* SOURCE PASSAGE:
***
The Metal Office Furniture Company (Steelcase) Plants No. 2 and 3 are historic manufacturing plants located at 401 Hall Street SW in Grand Rapids, Michigan.

==History==
Grand Rapids had a history of furniture manufacturing. One such company was the Terrell Manufacturing Company, which was organized in 1908 to produce metal storage cabinets, shelving and lockers. Terrell constructed their plant on Hall Street, and began producing furniture in 1908. Another company, The Metal Office Furniture Company, was organized in 1912 to supply metal office furniture to the Fred Macey Furniture Company, a mail-order firm. The Metal Office Furniture Company constructed a plant on South Division (plant no. 1) and began producing in 1912. In 1918, Metal Office Furniture ended its agreement with Macey and entered into a partnership with Terrell. By the 1920s, both companies were doing well, and in 1925 Metal Office Furniture began building a new plant for the production of desks and tables connected to the Terrell plant. The new building became Metal Office Furniture Plant No. 2. In 1930, the building was expanded by adding two-floors to the top. That same year, Metal Office Furniture and Terrell formally merged, and the 1908 Terrell plant became Metal Office Furniture Company Plant No. 3.

Metal Office Furniture lasted through the Great Depression, and continued making furniture after World War II. In 1954, they changed their name to Steelcase, reflecting a popular tradename used by the company. The next year, they began building a new plant on a larger plot of land, and in 1958, the operations in Plants No. 2 and 3 were transferred to the new facility. Steelcase Plants No. 2 and 3 remained vacant for two years, and were sold in 1960. Since that time, they have been used by small manufacturers and for storage.
***
* THE DATA:
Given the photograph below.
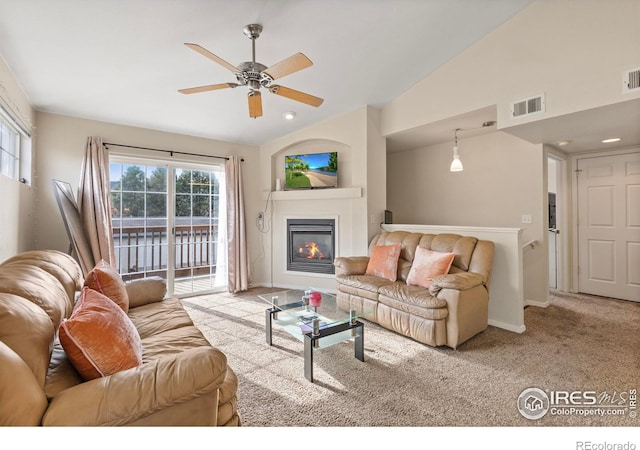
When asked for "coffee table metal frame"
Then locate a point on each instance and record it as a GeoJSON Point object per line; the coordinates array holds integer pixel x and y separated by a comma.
{"type": "Point", "coordinates": [312, 338]}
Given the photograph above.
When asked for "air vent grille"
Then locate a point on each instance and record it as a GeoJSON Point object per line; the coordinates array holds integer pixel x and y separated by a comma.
{"type": "Point", "coordinates": [631, 80]}
{"type": "Point", "coordinates": [528, 106]}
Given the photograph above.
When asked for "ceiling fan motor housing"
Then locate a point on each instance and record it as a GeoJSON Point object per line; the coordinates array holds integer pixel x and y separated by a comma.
{"type": "Point", "coordinates": [251, 74]}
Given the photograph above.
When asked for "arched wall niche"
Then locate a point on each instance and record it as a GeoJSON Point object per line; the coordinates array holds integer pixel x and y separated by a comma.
{"type": "Point", "coordinates": [345, 165]}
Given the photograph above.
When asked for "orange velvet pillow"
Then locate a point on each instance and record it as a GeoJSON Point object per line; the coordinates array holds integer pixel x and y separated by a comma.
{"type": "Point", "coordinates": [427, 265]}
{"type": "Point", "coordinates": [99, 338]}
{"type": "Point", "coordinates": [383, 261]}
{"type": "Point", "coordinates": [104, 279]}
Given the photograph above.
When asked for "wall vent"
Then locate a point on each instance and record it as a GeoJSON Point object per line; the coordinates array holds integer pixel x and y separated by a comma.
{"type": "Point", "coordinates": [631, 81]}
{"type": "Point", "coordinates": [528, 106]}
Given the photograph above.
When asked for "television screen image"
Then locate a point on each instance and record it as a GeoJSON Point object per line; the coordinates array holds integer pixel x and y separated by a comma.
{"type": "Point", "coordinates": [311, 171]}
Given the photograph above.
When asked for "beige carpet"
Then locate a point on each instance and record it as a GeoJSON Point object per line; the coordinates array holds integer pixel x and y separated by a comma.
{"type": "Point", "coordinates": [577, 343]}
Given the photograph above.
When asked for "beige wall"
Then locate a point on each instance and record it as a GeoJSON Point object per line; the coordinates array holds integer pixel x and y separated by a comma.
{"type": "Point", "coordinates": [61, 143]}
{"type": "Point", "coordinates": [562, 48]}
{"type": "Point", "coordinates": [17, 198]}
{"type": "Point", "coordinates": [502, 181]}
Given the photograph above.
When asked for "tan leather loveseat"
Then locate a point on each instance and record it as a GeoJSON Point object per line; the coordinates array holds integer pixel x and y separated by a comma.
{"type": "Point", "coordinates": [454, 307]}
{"type": "Point", "coordinates": [182, 380]}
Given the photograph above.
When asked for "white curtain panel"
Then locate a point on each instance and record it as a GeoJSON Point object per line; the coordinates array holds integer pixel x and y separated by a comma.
{"type": "Point", "coordinates": [94, 202]}
{"type": "Point", "coordinates": [238, 258]}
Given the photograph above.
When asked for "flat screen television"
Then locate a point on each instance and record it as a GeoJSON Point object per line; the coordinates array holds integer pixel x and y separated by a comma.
{"type": "Point", "coordinates": [311, 171]}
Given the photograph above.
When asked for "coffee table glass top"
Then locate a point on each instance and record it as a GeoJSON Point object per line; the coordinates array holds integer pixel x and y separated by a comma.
{"type": "Point", "coordinates": [296, 314]}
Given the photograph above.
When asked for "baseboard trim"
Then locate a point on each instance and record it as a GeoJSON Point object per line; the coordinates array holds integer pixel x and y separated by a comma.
{"type": "Point", "coordinates": [539, 304]}
{"type": "Point", "coordinates": [506, 326]}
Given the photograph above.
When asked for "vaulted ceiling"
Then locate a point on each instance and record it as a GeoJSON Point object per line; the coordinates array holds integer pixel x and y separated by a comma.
{"type": "Point", "coordinates": [123, 61]}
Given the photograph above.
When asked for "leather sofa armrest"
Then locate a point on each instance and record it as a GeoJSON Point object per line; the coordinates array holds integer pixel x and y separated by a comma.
{"type": "Point", "coordinates": [146, 290]}
{"type": "Point", "coordinates": [133, 394]}
{"type": "Point", "coordinates": [459, 281]}
{"type": "Point", "coordinates": [351, 265]}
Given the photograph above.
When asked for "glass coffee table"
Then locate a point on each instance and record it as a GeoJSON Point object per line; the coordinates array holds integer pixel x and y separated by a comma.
{"type": "Point", "coordinates": [318, 323]}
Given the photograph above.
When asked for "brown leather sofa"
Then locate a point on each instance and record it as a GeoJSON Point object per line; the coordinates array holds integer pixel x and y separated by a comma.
{"type": "Point", "coordinates": [452, 310]}
{"type": "Point", "coordinates": [182, 380]}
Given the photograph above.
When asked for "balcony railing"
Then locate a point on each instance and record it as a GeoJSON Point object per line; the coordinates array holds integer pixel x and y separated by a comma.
{"type": "Point", "coordinates": [143, 251]}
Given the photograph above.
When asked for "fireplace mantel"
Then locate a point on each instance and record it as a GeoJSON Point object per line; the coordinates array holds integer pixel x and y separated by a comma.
{"type": "Point", "coordinates": [316, 194]}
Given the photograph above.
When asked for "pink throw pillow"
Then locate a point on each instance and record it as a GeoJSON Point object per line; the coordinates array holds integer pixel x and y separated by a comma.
{"type": "Point", "coordinates": [383, 261]}
{"type": "Point", "coordinates": [427, 265]}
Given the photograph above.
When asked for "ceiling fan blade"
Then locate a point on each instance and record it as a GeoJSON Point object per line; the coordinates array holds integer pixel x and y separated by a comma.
{"type": "Point", "coordinates": [288, 66]}
{"type": "Point", "coordinates": [211, 56]}
{"type": "Point", "coordinates": [296, 95]}
{"type": "Point", "coordinates": [255, 104]}
{"type": "Point", "coordinates": [210, 87]}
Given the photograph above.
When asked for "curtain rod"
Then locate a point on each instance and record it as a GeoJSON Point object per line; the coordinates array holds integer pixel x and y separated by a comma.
{"type": "Point", "coordinates": [166, 151]}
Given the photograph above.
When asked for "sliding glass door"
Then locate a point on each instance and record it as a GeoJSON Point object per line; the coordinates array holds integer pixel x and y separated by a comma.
{"type": "Point", "coordinates": [167, 223]}
{"type": "Point", "coordinates": [199, 257]}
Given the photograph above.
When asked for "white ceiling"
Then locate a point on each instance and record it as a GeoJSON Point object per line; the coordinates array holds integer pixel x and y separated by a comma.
{"type": "Point", "coordinates": [123, 61]}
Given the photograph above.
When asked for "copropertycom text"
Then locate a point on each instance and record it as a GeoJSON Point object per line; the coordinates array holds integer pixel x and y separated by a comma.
{"type": "Point", "coordinates": [588, 445]}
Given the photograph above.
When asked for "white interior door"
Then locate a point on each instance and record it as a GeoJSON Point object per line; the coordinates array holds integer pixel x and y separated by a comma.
{"type": "Point", "coordinates": [609, 226]}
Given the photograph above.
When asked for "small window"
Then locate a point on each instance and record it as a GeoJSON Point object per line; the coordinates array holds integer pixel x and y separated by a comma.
{"type": "Point", "coordinates": [9, 150]}
{"type": "Point", "coordinates": [15, 149]}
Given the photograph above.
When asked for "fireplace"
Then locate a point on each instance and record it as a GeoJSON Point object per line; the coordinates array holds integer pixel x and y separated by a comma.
{"type": "Point", "coordinates": [311, 245]}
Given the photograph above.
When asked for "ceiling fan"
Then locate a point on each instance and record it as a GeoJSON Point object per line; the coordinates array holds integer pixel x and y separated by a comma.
{"type": "Point", "coordinates": [255, 75]}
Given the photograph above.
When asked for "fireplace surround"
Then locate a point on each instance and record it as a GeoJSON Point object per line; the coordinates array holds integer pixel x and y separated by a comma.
{"type": "Point", "coordinates": [311, 245]}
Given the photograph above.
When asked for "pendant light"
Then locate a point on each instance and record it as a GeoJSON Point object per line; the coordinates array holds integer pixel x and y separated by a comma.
{"type": "Point", "coordinates": [456, 164]}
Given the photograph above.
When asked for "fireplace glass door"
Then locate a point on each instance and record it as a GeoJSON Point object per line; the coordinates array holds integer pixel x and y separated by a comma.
{"type": "Point", "coordinates": [311, 245]}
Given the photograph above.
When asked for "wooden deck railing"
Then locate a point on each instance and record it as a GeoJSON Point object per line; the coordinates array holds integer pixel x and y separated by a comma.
{"type": "Point", "coordinates": [143, 251]}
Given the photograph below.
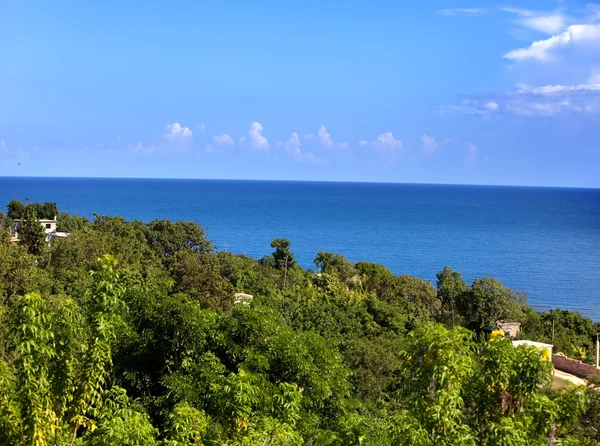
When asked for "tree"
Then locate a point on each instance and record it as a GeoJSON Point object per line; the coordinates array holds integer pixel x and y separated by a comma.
{"type": "Point", "coordinates": [167, 238]}
{"type": "Point", "coordinates": [283, 257]}
{"type": "Point", "coordinates": [31, 232]}
{"type": "Point", "coordinates": [450, 286]}
{"type": "Point", "coordinates": [15, 209]}
{"type": "Point", "coordinates": [331, 263]}
{"type": "Point", "coordinates": [200, 278]}
{"type": "Point", "coordinates": [487, 302]}
{"type": "Point", "coordinates": [453, 393]}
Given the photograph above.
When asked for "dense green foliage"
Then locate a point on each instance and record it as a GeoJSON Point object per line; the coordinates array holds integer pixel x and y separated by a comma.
{"type": "Point", "coordinates": [126, 333]}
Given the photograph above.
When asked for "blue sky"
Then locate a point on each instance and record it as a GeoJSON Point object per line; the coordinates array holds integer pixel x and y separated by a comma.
{"type": "Point", "coordinates": [450, 92]}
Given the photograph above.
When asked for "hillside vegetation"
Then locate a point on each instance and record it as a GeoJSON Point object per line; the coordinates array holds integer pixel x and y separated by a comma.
{"type": "Point", "coordinates": [126, 333]}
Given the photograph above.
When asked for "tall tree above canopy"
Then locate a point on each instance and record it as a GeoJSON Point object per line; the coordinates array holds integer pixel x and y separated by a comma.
{"type": "Point", "coordinates": [283, 256]}
{"type": "Point", "coordinates": [486, 302]}
{"type": "Point", "coordinates": [31, 233]}
{"type": "Point", "coordinates": [167, 237]}
{"type": "Point", "coordinates": [450, 286]}
{"type": "Point", "coordinates": [15, 209]}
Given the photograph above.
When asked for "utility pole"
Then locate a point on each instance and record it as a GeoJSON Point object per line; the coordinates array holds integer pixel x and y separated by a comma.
{"type": "Point", "coordinates": [285, 272]}
{"type": "Point", "coordinates": [598, 350]}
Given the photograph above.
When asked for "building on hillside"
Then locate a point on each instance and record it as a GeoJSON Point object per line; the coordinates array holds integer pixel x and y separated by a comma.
{"type": "Point", "coordinates": [539, 345]}
{"type": "Point", "coordinates": [49, 226]}
{"type": "Point", "coordinates": [511, 329]}
{"type": "Point", "coordinates": [242, 298]}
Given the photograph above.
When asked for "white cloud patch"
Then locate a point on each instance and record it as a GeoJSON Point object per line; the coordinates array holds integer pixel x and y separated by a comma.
{"type": "Point", "coordinates": [547, 90]}
{"type": "Point", "coordinates": [323, 137]}
{"type": "Point", "coordinates": [256, 138]}
{"type": "Point", "coordinates": [293, 148]}
{"type": "Point", "coordinates": [544, 101]}
{"type": "Point", "coordinates": [594, 76]}
{"type": "Point", "coordinates": [223, 140]}
{"type": "Point", "coordinates": [141, 149]}
{"type": "Point", "coordinates": [385, 141]}
{"type": "Point", "coordinates": [177, 133]}
{"type": "Point", "coordinates": [430, 145]}
{"type": "Point", "coordinates": [467, 106]}
{"type": "Point", "coordinates": [473, 12]}
{"type": "Point", "coordinates": [471, 151]}
{"type": "Point", "coordinates": [544, 22]}
{"type": "Point", "coordinates": [491, 106]}
{"type": "Point", "coordinates": [545, 50]}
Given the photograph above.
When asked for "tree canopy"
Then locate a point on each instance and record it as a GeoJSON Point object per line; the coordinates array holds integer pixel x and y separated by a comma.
{"type": "Point", "coordinates": [127, 332]}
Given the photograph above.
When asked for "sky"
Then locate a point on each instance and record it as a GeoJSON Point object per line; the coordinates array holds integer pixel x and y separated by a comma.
{"type": "Point", "coordinates": [441, 92]}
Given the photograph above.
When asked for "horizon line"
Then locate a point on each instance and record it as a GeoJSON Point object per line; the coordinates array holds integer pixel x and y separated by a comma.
{"type": "Point", "coordinates": [297, 181]}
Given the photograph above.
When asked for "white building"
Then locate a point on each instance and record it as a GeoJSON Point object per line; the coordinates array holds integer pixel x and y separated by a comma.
{"type": "Point", "coordinates": [539, 345]}
{"type": "Point", "coordinates": [49, 226]}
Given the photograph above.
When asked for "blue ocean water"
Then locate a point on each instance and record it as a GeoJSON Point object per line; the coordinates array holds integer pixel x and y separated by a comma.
{"type": "Point", "coordinates": [543, 241]}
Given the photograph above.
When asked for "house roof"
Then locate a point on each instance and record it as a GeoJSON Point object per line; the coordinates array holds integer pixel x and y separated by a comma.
{"type": "Point", "coordinates": [533, 343]}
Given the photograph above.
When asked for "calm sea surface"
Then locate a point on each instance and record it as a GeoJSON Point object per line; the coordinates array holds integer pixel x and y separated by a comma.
{"type": "Point", "coordinates": [542, 241]}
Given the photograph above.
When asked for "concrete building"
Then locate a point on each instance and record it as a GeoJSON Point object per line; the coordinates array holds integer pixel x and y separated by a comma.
{"type": "Point", "coordinates": [512, 329]}
{"type": "Point", "coordinates": [49, 226]}
{"type": "Point", "coordinates": [539, 345]}
{"type": "Point", "coordinates": [242, 298]}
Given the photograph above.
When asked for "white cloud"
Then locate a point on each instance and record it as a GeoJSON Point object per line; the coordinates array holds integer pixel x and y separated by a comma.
{"type": "Point", "coordinates": [292, 146]}
{"type": "Point", "coordinates": [324, 138]}
{"type": "Point", "coordinates": [140, 148]}
{"type": "Point", "coordinates": [463, 11]}
{"type": "Point", "coordinates": [542, 50]}
{"type": "Point", "coordinates": [491, 106]}
{"type": "Point", "coordinates": [545, 101]}
{"type": "Point", "coordinates": [546, 90]}
{"type": "Point", "coordinates": [176, 133]}
{"type": "Point", "coordinates": [594, 76]}
{"type": "Point", "coordinates": [467, 106]}
{"type": "Point", "coordinates": [471, 151]}
{"type": "Point", "coordinates": [430, 145]}
{"type": "Point", "coordinates": [544, 22]}
{"type": "Point", "coordinates": [223, 140]}
{"type": "Point", "coordinates": [385, 141]}
{"type": "Point", "coordinates": [257, 140]}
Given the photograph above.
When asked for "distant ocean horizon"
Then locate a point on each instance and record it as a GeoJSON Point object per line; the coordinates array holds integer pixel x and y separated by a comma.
{"type": "Point", "coordinates": [544, 241]}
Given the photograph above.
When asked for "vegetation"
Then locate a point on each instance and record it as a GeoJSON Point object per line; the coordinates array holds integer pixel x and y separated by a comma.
{"type": "Point", "coordinates": [126, 333]}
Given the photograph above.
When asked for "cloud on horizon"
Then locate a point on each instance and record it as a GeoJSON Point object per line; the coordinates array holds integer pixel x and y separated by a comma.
{"type": "Point", "coordinates": [323, 137]}
{"type": "Point", "coordinates": [293, 148]}
{"type": "Point", "coordinates": [256, 138]}
{"type": "Point", "coordinates": [177, 133]}
{"type": "Point", "coordinates": [385, 141]}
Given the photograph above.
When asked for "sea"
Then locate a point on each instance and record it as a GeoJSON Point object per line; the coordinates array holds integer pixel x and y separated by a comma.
{"type": "Point", "coordinates": [541, 241]}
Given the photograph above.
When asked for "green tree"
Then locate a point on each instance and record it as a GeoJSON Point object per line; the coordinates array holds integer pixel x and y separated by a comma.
{"type": "Point", "coordinates": [487, 302]}
{"type": "Point", "coordinates": [15, 209]}
{"type": "Point", "coordinates": [31, 232]}
{"type": "Point", "coordinates": [331, 263]}
{"type": "Point", "coordinates": [283, 257]}
{"type": "Point", "coordinates": [451, 287]}
{"type": "Point", "coordinates": [200, 278]}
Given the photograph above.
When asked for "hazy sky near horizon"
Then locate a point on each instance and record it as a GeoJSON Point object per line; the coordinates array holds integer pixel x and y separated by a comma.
{"type": "Point", "coordinates": [447, 92]}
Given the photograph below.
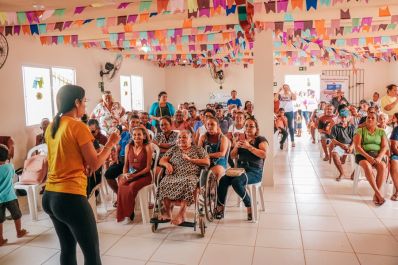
***
* QUESTIONS:
A: Please rewrite the stretch of the Steelcase plants passage from "Metal Office Furniture lasted" through "and for storage.", changing "vacant" to "empty".
B: According to the Steelcase plants passage, in what year did Metal Office Furniture change its name to Steelcase?
C: For each statement, decide whether the Steelcase plants passage supports it, and quote the words that settle it. (i) The Terrell Manufacturing Company was organized in 1908. (ii) In 1930, the Plant No. 2 building was expanded by adding three floors. (iii) Plants No. 2 and 3 were sold in 1958.

* RESULTS FOR THE EXERCISE:
A:
Metal Office Furniture lasted through the Great Depression, and continued making furniture after World War II. In 1954, they changed their name to Steelcase, reflecting a popular tradename used by the company. The next year, they began building a new plant on a larger plot of land, and in 1958, the operations in Plants No. 2 and 3 were transferred to the new facility. Steelcase Plants No. 2 and 3 remained empty for two years, and were sold in 1960. Since that time, they have been used by small manufacturers and for storage.

B: 1954

C:
(i) Yes: "organized in 1908 to produce metal storage cabinets, shelving and lockers"
(ii) No: "the building was expanded by adding two-floors to the top"
(iii) No: "remained vacant for two years, and were sold in 1960"